§ **THE PROBLEM**
Pick out every line in the records below that contains the word "orange" and copy each of those lines.

§ **RECORDS SHOWN**
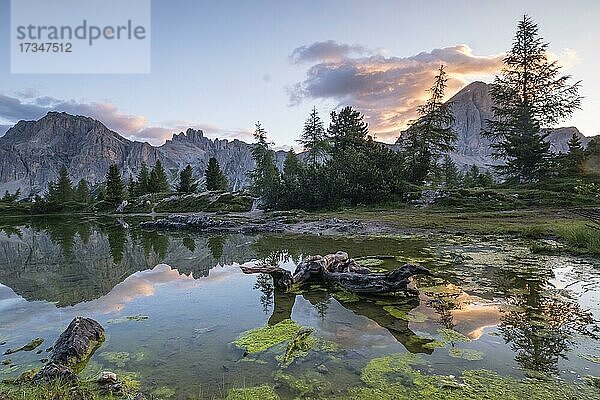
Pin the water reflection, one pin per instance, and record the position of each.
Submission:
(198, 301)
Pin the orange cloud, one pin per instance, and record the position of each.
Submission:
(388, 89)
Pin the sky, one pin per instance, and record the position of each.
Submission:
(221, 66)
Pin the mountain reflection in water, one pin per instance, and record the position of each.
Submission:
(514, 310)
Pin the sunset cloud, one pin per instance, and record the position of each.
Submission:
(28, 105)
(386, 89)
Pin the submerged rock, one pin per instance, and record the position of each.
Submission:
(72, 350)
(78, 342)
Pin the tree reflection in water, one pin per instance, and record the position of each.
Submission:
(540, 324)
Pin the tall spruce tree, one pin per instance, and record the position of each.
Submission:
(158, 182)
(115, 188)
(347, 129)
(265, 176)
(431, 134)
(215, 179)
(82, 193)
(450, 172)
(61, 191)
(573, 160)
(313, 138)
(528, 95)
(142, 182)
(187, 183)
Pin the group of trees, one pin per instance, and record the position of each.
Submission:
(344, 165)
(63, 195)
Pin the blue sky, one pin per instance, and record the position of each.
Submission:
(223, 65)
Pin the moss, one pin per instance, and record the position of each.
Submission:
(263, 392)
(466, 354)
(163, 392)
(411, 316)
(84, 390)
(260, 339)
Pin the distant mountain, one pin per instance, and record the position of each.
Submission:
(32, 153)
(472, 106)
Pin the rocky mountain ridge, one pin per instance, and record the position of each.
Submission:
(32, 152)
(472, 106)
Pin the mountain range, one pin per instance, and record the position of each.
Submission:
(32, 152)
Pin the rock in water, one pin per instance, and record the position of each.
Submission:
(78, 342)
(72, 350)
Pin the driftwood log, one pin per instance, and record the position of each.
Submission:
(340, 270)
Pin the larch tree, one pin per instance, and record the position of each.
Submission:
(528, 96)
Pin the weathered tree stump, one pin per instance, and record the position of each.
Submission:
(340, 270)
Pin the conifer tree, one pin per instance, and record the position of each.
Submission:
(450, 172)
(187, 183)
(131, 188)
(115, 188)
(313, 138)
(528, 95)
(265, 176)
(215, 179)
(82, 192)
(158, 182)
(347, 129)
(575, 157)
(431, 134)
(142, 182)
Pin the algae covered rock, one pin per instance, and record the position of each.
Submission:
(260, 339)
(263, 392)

* * *

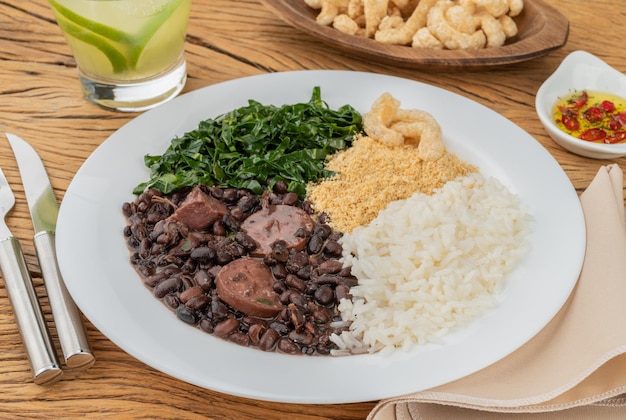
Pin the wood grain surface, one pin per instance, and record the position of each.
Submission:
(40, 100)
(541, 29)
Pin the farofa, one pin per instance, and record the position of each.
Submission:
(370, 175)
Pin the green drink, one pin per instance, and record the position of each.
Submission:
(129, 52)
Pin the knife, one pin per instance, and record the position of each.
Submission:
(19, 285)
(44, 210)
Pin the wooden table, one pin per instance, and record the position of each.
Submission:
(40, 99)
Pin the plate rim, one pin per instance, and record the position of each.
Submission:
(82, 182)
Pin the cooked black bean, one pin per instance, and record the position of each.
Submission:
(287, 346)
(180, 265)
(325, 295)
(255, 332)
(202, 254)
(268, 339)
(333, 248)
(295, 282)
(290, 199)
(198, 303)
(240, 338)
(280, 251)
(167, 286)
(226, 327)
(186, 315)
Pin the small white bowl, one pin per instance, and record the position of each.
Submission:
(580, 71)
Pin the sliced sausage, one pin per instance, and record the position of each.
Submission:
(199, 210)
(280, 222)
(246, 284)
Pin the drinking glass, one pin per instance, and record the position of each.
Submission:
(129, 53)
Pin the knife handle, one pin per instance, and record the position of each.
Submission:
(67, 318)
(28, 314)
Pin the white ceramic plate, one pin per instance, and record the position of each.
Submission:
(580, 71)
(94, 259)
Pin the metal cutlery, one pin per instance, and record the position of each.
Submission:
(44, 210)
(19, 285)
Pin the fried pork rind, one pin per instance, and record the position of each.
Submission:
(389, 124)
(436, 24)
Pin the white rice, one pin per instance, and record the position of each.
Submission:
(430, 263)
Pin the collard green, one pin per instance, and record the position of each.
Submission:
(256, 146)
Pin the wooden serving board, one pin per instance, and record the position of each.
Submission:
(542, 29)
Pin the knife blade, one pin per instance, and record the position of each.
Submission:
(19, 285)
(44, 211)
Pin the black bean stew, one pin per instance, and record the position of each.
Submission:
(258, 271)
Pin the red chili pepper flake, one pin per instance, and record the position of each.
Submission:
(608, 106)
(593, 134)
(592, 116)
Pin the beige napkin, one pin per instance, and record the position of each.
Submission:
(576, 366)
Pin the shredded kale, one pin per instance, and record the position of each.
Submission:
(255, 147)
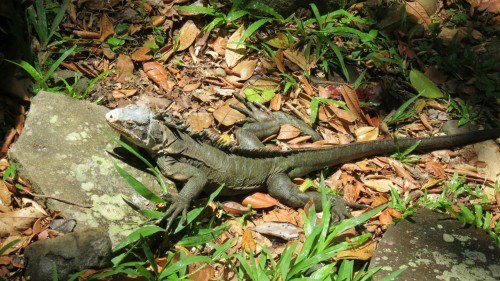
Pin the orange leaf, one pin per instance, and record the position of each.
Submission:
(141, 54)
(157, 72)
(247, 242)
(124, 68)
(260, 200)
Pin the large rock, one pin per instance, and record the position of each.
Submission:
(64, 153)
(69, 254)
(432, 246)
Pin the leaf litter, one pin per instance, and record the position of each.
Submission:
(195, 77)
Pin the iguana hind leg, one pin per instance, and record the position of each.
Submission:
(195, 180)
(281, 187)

...

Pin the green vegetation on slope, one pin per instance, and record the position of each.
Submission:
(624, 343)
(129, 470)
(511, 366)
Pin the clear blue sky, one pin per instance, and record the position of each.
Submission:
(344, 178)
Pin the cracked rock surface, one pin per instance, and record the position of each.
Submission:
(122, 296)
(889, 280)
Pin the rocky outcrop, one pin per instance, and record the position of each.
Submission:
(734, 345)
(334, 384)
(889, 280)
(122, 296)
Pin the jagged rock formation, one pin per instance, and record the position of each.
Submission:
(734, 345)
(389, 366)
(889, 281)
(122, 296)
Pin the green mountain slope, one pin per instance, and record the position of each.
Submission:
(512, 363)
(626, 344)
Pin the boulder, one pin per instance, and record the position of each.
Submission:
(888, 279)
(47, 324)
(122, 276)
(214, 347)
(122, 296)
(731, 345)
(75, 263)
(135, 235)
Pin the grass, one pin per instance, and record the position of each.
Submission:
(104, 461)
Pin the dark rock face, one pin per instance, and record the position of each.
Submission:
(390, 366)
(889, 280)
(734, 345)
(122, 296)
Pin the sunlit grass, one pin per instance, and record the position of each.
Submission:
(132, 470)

§ **RESPONSE BELOW**
Pin the orange cloud, one pin per instance, and record the position of each.
Pin the orange leaf, one pin per instance, and record the position of each.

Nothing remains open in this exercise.